===== Trecho para leitura =====

Este modo de proceder pode até confundir-se com a reconciliação cristã, no sentido de apelação para esquecer o que aconteceu, mas, com uma implicação de efeitos marcantes: passa por cima da origem dos sofrimentos causados. Pode, pois, disfarçadamente, constituir um processo de persistência nas formas opressoras e, assim, perpetuar mais violência. “Trivializar e ignorar a memória é trivializar e ignorar a identidade humana.”[5]  Mesmo que se evitem as causas do sofrimento, até para não aprofundá-lo, a abreviação do processo de reconciliação pode mais inibir do que  facilitar a reatância.
Assim muitos palpites ingênuos e permeados de boa intenção, tendem a exercer outra violência sobre a vítima ferida ao persuadi-la com vistas a uma rápida reconciliação. Líderes religiosos incidem facilmente nesta pressão. Mesmo dando destaque correto ao perdão, na perspectiva cristã, tendem a ignorar que o processo de reconciliação não se efetua mediante pressão, e, sem confrontar as causas.
 A não abordagem das causas do sofrimento gera outros sofrimentos. Por isso, tal procedimento, quando o agressor deseja acelerar o ritmo da reconciliação, acaba, na verdade, propondo uma falsa reconciliação. A ação para um processo apressado desrespeita a dignidade da vítima e a capacidade da restauração da dignidade ferida.
A reconciliação, por implicar em mais do que o cessar dos atos de violência, não pode ignorar o processo de restauração, geralmente demorado e impregnado de muitas inseguranças. Assim, reconciliação não deve ser confundida com arrependimento de quem perpetrou a violência ou causou ruptura, porque o perdão e a reconciliação só podem provir de quem sofreu a violência ou a ruptura, ou seja, da vítima.

=====

▶ Exercício breve 1
Segundo o trecho sobre reconciliação, de quem podem provir o perdão e a reconciliação?
▶ Exercício breve 2
Repita, sem alterações, o trecho sobre reconciliação de "Assim muitos palpites" a "da dignidade ferida.".

===== Dados de origem =====

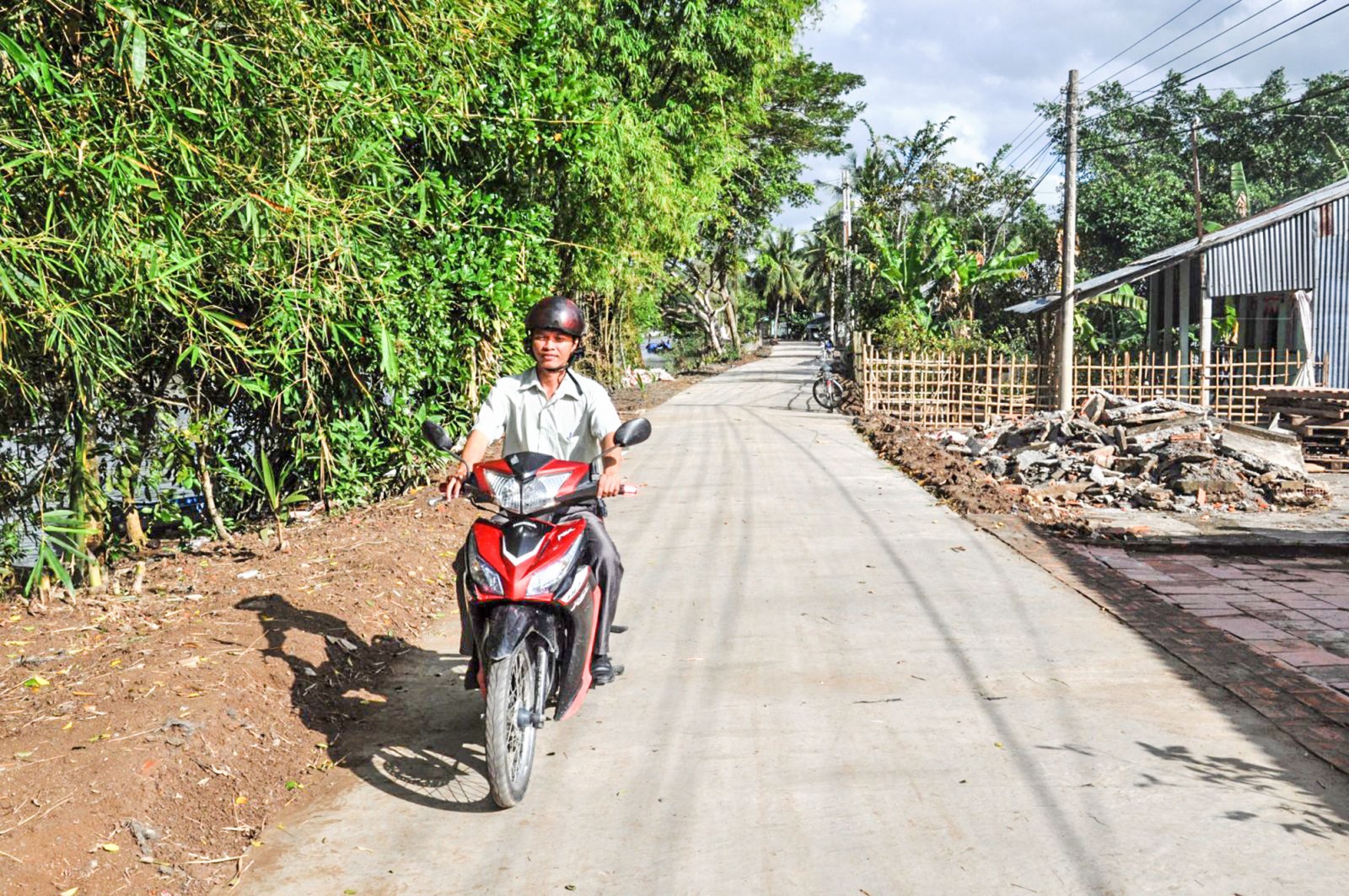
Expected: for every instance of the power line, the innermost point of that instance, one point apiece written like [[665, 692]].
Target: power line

=====

▶ Resposta correta 1
Só podem provir de quem sofreu a violência ou a ruptura, ou seja, da vítima.

▶ Resposta correta 2
Assim muitos palpites ingênuos e permeados de boa intenção, tendem a exercer outra violência sobre a vítima ferida ao persuadi-la com vistas a uma rápida reconciliação. Líderes religiosos incidem facilmente nesta pressão. Mesmo dando destaque correto ao perdão, na perspectiva cristã, tendem a ignorar que o processo de reconciliação não se efetua mediante pressão, e, sem confrontar as causas.
 A não abordagem das causas do sofrimento gera outros sofrimentos. Por isso, tal procedimento, quando o agressor deseja acelerar o ritmo da reconciliação, acaba, na verdade, propondo uma falsa reconciliação. A ação para um processo apressado desrespeita a dignidade da vítima e a capacidade da restauração da dignidade ferida.